» WHAT IS REQUIRED
Copy out each of the items below, replacing "Would you mind annotating" with "Could you mark" wherever it occurs and changing nothing else.
# # # #
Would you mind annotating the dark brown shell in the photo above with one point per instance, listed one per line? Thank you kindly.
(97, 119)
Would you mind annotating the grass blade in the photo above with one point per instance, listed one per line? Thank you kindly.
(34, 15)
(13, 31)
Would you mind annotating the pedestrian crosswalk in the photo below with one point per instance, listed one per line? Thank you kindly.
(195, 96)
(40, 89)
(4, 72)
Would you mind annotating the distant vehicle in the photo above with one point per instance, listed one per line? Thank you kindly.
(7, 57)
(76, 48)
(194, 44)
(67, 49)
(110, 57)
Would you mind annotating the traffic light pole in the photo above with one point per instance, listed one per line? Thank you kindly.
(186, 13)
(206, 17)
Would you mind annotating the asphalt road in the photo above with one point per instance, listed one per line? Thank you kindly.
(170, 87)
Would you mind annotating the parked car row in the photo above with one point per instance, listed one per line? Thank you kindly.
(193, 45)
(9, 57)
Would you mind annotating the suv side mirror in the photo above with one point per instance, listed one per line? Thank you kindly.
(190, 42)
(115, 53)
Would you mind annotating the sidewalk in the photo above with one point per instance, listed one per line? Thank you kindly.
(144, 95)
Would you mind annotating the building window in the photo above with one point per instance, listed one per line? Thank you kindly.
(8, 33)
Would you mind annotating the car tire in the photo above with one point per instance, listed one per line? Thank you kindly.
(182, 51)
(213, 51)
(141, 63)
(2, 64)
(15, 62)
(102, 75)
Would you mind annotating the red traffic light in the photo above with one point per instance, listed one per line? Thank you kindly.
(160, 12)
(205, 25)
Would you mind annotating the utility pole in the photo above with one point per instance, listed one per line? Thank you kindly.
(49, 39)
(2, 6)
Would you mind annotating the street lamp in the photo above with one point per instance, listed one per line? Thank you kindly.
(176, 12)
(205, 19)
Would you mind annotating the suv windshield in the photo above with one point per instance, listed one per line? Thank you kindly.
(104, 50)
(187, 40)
# # # #
» COMPLETE ANSWER
Could you mark the dark brown shell in the photo above with one point per instance, listed one per line? Thank you kindly.
(97, 119)
Could you mark the grass blade in the photo above with one point per instance, listed one per line? Thank you kindly.
(34, 15)
(13, 31)
Could you mark the pedestrian crosswalk in the photo below with one point per instance, listed one per line? Thank you kindly.
(195, 96)
(40, 89)
(4, 72)
Could you mark the distant vehicle in the photo above with one point per instance, listed one per line? Thank you kindly.
(7, 57)
(76, 48)
(194, 44)
(67, 49)
(110, 57)
Could you mark the traffic light pole in the photo above with one point per instance, listed one per line? Thank you kindly.
(186, 13)
(206, 17)
Could you mark the asphalt road in the photo above with one point per instance, listed one per line? Thank you kindly.
(170, 87)
Could you mark the parked car row in the photo above with one point per instance, listed one per line? Thank you kindly.
(193, 45)
(9, 57)
Could you mark the suv side mirror in the photo above with one point per instance, listed one per line? Thank you kindly.
(190, 42)
(115, 53)
Could you mark the sidewalk in the photo above with one point per instance, listed one per line? Thank you kindly.
(144, 95)
Could you mark the building window in the photo above with one point per instance, listed one per line? Thank you kindly.
(8, 33)
Could you mark the car tire in the photo above with one point per instance, listed one per line? Thank you kindly.
(182, 51)
(213, 51)
(141, 63)
(2, 64)
(15, 62)
(102, 75)
Could you mark the red traffic light in the photo above with one point per instance, listed one per line? Thank you kindly.
(160, 12)
(205, 25)
Could you mark the utility pole in the photo above with one point per instance, listed one per line? Thank you kindly.
(49, 39)
(2, 6)
Could you mark the street lamp in the photo above with one point per instance, listed one per line? Thank you kindly.
(176, 12)
(205, 19)
Could you mark the suv windshield in the photo above with one point per instance, listed one per line? Thank you kindly.
(104, 50)
(187, 40)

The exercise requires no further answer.